START Available data

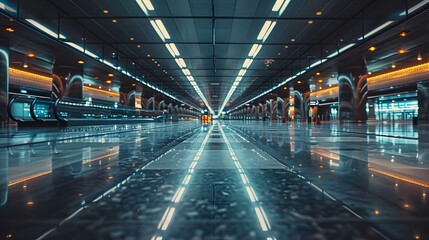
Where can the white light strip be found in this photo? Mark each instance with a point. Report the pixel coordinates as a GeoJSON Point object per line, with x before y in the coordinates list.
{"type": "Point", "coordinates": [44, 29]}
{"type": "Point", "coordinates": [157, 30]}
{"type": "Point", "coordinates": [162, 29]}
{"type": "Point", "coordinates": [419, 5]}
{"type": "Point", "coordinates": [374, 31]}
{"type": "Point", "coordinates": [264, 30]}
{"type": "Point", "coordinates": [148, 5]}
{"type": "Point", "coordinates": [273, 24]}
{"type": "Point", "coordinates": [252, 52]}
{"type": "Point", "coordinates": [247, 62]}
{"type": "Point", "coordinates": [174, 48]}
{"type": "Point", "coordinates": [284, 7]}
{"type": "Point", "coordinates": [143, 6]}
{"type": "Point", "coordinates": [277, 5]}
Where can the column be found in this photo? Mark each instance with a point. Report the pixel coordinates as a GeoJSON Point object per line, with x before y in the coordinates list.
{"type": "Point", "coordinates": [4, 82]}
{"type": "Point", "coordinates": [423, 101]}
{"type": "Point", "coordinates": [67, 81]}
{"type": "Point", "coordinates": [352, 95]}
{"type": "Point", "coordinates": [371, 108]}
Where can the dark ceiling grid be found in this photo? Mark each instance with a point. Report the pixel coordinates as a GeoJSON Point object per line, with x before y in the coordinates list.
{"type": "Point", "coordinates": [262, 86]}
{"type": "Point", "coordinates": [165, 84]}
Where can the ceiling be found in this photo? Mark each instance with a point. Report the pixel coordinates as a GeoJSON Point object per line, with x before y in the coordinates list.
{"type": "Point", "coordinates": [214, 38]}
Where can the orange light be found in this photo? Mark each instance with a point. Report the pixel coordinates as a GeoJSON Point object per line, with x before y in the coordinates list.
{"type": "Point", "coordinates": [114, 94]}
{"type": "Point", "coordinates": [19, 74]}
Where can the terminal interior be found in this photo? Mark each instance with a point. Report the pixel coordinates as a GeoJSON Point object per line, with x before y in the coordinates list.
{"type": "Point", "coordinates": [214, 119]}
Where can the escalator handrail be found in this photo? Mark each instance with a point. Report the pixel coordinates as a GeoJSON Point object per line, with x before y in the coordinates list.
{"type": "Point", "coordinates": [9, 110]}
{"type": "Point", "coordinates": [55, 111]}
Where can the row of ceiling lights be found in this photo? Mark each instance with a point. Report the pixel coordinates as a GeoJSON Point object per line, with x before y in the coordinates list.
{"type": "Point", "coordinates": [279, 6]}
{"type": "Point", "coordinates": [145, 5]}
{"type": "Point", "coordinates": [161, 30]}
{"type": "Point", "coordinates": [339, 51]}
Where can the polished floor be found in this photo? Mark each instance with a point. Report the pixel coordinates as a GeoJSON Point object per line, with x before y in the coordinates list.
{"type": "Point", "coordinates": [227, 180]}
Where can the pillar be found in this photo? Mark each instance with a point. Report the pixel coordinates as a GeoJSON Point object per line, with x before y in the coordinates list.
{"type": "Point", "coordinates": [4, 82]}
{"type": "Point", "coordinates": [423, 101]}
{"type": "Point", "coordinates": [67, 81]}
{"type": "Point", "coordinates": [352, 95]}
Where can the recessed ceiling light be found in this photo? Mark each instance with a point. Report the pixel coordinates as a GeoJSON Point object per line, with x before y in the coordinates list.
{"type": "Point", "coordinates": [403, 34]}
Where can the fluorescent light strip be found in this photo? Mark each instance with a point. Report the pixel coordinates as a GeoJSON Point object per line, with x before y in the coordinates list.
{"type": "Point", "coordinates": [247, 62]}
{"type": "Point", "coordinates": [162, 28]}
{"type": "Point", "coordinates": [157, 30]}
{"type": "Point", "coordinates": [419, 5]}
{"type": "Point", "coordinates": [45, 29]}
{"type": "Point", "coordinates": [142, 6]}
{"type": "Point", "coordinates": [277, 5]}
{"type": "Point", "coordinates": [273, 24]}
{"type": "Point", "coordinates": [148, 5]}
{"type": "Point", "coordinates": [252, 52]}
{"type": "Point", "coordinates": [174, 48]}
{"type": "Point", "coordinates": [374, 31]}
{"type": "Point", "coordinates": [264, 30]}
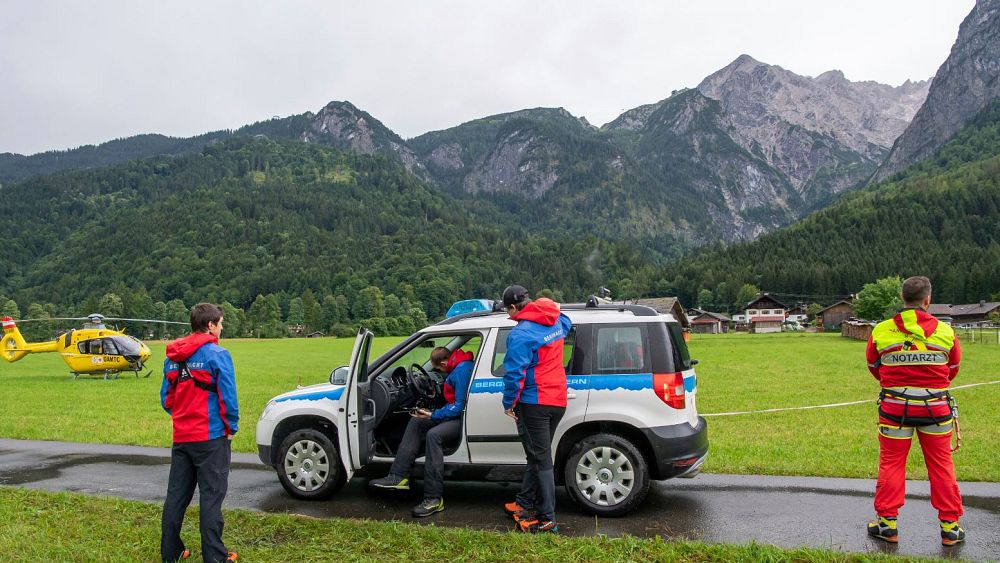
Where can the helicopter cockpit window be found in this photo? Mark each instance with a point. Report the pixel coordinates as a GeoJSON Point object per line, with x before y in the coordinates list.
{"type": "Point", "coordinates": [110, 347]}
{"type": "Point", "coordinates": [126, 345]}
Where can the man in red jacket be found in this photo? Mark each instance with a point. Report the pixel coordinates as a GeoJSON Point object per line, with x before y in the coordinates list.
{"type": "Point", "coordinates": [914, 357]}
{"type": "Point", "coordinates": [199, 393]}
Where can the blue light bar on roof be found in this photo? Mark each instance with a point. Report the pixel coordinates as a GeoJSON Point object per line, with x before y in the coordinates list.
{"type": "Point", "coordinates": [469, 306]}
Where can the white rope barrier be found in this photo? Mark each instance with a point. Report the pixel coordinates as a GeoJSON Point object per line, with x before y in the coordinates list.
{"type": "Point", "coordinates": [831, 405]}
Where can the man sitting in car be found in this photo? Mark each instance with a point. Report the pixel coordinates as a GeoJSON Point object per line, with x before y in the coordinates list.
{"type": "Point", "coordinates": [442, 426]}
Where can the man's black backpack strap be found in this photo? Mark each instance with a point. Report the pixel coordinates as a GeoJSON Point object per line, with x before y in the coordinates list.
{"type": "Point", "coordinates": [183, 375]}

END Available data
START Available data

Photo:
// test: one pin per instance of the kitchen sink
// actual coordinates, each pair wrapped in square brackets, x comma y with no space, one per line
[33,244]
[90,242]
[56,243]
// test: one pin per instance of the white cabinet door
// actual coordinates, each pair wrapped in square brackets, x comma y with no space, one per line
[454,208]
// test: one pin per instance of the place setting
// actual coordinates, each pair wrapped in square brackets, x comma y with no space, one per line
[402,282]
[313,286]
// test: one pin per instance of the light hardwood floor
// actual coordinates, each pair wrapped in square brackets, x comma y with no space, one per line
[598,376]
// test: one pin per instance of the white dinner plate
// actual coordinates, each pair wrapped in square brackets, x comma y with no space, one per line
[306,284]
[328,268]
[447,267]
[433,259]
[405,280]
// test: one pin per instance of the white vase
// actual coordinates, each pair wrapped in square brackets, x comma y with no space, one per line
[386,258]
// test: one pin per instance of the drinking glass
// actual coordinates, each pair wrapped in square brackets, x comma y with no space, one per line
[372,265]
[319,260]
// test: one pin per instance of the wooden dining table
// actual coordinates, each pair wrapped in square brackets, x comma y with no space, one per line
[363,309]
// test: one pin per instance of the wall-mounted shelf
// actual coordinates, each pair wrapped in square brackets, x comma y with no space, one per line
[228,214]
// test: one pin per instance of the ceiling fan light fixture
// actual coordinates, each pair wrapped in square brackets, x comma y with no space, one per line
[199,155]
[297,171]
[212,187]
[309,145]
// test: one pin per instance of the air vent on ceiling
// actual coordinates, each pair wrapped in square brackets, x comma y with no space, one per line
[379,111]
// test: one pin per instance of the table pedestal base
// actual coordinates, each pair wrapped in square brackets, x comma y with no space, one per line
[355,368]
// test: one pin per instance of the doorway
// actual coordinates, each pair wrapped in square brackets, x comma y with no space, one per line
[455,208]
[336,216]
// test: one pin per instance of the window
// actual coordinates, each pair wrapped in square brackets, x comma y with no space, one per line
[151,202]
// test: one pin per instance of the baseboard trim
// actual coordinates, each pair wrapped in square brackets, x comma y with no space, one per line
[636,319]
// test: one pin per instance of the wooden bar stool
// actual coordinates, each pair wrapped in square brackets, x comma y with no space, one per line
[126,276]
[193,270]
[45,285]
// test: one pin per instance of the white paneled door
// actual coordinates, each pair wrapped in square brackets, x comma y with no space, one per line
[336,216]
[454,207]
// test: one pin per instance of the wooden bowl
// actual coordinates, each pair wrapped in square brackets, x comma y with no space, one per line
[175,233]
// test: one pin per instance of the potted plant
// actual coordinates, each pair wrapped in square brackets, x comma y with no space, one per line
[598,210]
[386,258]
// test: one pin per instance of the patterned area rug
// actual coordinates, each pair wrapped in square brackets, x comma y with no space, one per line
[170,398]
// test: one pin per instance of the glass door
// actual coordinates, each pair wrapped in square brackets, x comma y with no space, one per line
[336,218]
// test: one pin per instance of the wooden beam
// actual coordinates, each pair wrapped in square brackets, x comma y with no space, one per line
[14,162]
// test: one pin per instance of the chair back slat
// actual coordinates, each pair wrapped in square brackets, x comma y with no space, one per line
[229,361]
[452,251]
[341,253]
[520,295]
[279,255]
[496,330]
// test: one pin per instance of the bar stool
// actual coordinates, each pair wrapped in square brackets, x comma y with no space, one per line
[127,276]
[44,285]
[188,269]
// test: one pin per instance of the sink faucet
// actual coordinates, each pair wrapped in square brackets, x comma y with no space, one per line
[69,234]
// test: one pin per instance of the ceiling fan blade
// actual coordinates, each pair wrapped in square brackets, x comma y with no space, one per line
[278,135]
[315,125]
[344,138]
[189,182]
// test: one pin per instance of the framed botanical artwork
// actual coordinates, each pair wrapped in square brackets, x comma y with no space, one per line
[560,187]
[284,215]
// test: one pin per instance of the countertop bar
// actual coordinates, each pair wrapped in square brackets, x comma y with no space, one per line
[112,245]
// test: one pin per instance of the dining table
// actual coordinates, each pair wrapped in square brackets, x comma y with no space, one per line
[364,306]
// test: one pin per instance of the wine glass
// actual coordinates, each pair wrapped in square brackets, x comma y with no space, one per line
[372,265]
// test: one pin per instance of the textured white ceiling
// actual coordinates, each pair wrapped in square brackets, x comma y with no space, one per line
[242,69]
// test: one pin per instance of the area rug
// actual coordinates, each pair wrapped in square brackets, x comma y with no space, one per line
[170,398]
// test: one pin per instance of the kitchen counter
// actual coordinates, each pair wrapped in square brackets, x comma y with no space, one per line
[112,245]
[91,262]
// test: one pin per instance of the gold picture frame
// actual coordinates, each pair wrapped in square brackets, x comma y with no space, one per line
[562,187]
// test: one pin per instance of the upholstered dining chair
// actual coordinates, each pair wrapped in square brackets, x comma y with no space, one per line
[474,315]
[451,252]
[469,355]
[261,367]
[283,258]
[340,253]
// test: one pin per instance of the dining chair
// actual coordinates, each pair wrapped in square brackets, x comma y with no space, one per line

END Available data
START Available data

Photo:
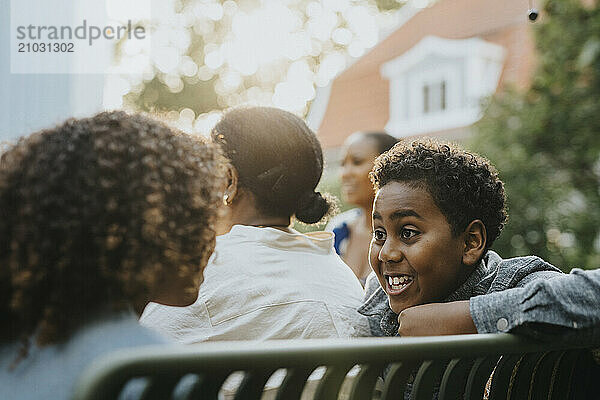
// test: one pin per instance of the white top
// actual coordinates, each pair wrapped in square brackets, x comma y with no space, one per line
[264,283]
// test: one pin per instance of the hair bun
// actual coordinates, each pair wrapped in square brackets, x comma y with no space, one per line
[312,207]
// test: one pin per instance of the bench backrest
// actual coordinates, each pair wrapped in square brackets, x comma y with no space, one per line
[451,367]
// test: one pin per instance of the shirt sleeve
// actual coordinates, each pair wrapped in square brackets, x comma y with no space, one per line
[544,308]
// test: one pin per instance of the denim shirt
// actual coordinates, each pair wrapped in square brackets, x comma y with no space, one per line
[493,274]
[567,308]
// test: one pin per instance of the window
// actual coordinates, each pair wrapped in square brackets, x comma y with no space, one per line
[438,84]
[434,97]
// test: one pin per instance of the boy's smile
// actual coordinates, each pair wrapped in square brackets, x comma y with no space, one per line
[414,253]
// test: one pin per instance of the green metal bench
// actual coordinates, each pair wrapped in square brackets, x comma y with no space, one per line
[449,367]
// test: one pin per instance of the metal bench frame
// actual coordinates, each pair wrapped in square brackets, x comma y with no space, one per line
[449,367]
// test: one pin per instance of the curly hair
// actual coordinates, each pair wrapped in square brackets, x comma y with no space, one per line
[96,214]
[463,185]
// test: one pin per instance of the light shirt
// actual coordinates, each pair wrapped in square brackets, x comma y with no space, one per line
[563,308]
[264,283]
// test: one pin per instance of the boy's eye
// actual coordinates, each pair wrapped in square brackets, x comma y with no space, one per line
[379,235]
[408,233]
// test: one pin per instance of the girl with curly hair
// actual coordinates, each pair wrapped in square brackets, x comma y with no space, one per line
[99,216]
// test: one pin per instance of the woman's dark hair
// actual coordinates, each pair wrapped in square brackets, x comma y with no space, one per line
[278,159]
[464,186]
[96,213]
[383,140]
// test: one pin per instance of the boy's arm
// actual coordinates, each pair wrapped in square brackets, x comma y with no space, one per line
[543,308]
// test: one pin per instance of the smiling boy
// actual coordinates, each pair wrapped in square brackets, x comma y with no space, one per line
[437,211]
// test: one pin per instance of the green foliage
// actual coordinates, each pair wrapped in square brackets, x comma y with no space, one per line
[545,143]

END Available data

**Task instructions**
Your answer should consist of the lines from the line with "green metal bench" to the line with "metal bench frame" above, repeated exactly, both ends included.

**The answer**
// test: one pin per instance of the green metal bench
// actual coordinates, each pair wrapped in square brackets, x comma y with no space, one per line
[449,367]
// test: one pin per instance of the metal bench frame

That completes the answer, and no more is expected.